Aim A — From the rows below, extract every line that contains the string "bird", treating uppercase and lowercase as distinct.

Veritas grad aids orphaned children in Guatemala
Ministry — College junior spends two months working in orphanage through summer program
By: Laurent Bonczijk (The Newberg Graphic)
Published: 8/25/2010 12:00:00 PM newberggraphic.com
A Veritas graduate spent much of his summer working with orphaned and abandoned children in Central America.
Matt Jones, a junior in Bible theology studies with a minor in anthropology at Wheaton College in Wheaton, Ill., spent eight weeks in Guatemala this summer working at an orphanage.
The trip was through a Wheaton organization that provides students with opportunities to work abroad in the mission field. Students apply to the program and if successful are sent, although they don’t choose the country.
In Jones’ case he had little knowledge of Spanish and enrolled in an accelerated course before leaving. “There was no way I was going to go to Guatemala without speaking the language,” he said, adding “by the end I was able to function. I’m conversational now, which is nice.”
The orphanage was 40 minutes outside of Guatemala City, the capital, a small compound on a hill with eight single-story houses and a garden. Several mornings each week Jones worked in the garden, and he would spend the afternoons playing soccer with the children. He didn’t have any prior gardening experience, “but I sure learned fast,” he said of feeding pigs and harvesting.
He was assigned to a group of 16 boys ranging in age from 9 to 12 years old. “I was just sort of there to be part of their lives,” Jones said. “They have kids of all ages from newborn to 18.” The orphanage then helps the children enter college or find a job.
Most of the children are either orphans or have been abandoned, Jones said. Others are referred there by the state’s social services agency.
Jones has been wanting to work with children in ministry, and the experience of working with orphans has further focused him to wanting to work with children who have come through tough situations. “I really learned a lot about love,” he said, “because those kids have been so hurt by so many people.”
Sometime a child would act up and hit another kid or even Jones. Jones said that he would still show them love, “I’m not going to retaliate or hit them back,” he said. Instead he just explained that it was not proper behavior.
The trip has made him much more aware of the size of the world, he said, and how tiny he is in it. “It was an incredible experience.”

Matt Jones poses for a photo with some of the Guatemalan orphans he cared for this summer.

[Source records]
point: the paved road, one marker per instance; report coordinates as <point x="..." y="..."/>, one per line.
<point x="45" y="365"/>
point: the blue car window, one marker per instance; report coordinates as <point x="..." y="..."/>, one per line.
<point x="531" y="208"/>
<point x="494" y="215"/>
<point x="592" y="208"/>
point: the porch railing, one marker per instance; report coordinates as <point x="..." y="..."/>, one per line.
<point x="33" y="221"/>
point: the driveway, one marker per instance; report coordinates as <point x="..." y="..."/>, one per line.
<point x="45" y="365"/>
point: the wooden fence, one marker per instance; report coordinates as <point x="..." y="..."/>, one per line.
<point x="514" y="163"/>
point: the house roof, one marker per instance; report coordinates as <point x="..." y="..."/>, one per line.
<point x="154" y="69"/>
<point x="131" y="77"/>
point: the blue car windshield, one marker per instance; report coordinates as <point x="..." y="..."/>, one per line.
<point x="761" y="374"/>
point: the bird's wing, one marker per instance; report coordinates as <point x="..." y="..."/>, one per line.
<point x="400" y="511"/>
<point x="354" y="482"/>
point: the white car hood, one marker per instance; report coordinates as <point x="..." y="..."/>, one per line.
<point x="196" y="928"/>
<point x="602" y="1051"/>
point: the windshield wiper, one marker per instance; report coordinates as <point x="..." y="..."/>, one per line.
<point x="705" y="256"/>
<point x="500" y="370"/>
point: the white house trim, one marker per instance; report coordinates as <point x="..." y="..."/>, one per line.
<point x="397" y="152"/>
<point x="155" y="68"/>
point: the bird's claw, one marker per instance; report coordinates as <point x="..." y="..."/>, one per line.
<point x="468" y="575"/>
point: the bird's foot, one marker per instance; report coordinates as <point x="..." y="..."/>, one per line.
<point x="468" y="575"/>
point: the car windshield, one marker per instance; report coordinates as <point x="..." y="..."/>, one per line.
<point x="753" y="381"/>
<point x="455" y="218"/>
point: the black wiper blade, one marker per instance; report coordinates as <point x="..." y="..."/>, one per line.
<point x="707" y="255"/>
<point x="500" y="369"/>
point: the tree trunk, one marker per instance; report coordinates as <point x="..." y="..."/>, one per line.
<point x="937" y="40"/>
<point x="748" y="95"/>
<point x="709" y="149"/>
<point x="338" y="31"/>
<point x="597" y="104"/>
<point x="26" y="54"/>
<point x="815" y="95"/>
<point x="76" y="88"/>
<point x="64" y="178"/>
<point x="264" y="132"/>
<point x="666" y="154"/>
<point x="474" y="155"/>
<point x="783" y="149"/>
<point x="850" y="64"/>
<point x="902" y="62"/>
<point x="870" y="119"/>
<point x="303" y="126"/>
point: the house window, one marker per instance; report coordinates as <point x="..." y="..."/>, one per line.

Aim B — Quote the full article about the Veritas graduate's summer at a Guatemalan orphanage word for word.

Correct result A —
point: the bird's wing, one marker per instance; report coordinates as <point x="..." y="..."/>, one per line.
point: the bird's claw, one marker per instance; report coordinates as <point x="..." y="..."/>, one per line.
point: the bird's foot, one marker per instance; report coordinates as <point x="..." y="..."/>, one per line.

Correct result B —
Veritas grad aids orphaned children in Guatemala
Ministry — College junior spends two months working in orphanage through summer program
By: Laurent Bonczijk (The Newberg Graphic)
Published: 8/25/2010 12:00:00 PM newberggraphic.com
A Veritas graduate spent much of his summer working with orphaned and abandoned children in Central America.
Matt Jones, a junior in Bible theology studies with a minor in anthropology at Wheaton College in Wheaton, Ill., spent eight weeks in Guatemala this summer working at an orphanage.
The trip was through a Wheaton organization that provides students with opportunities to work abroad in the mission field. Students apply to the program and if successful are sent, although they don’t choose the country.
In Jones’ case he had little knowledge of Spanish and enrolled in an accelerated course before leaving. “There was no way I was going to go to Guatemala without speaking the language,” he said, adding “by the end I was able to function. I’m conversational now, which is nice.”
The orphanage was 40 minutes outside of Guatemala City, the capital, a small compound on a hill with eight single-story houses and a garden. Several mornings each week Jones worked in the garden, and he would spend the afternoons playing soccer with the children. He didn’t have any prior gardening experience, “but I sure learned fast,” he said of feeding pigs and harvesting.
He was assigned to a group of 16 boys ranging in age from 9 to 12 years old. “I was just sort of there to be part of their lives,” Jones said. “They have kids of all ages from newborn to 18.” The orphanage then helps the children enter college or find a job.
Most of the children are either orphans or have been abandoned, Jones said. Others are referred there by the state’s social services agency.
Jones has been wanting to work with children in ministry, and the experience of working with orphans has further focused him to wanting to work with children who have come through tough situations. “I really learned a lot about love,” he said, “because those kids have been so hurt by so many people.”
Sometime a child would act up and hit another kid or even Jones. Jones said that he would still show them love, “I’m not going to retaliate or hit them back,” he said. Instead he just explained that it was not proper behavior.
The trip has made him much more aware of the size of the world, he said, and how tiny he is in it. “It was an incredible experience.”

Matt Jones poses for a photo with some of the Guatemalan orphans he cared for this summer.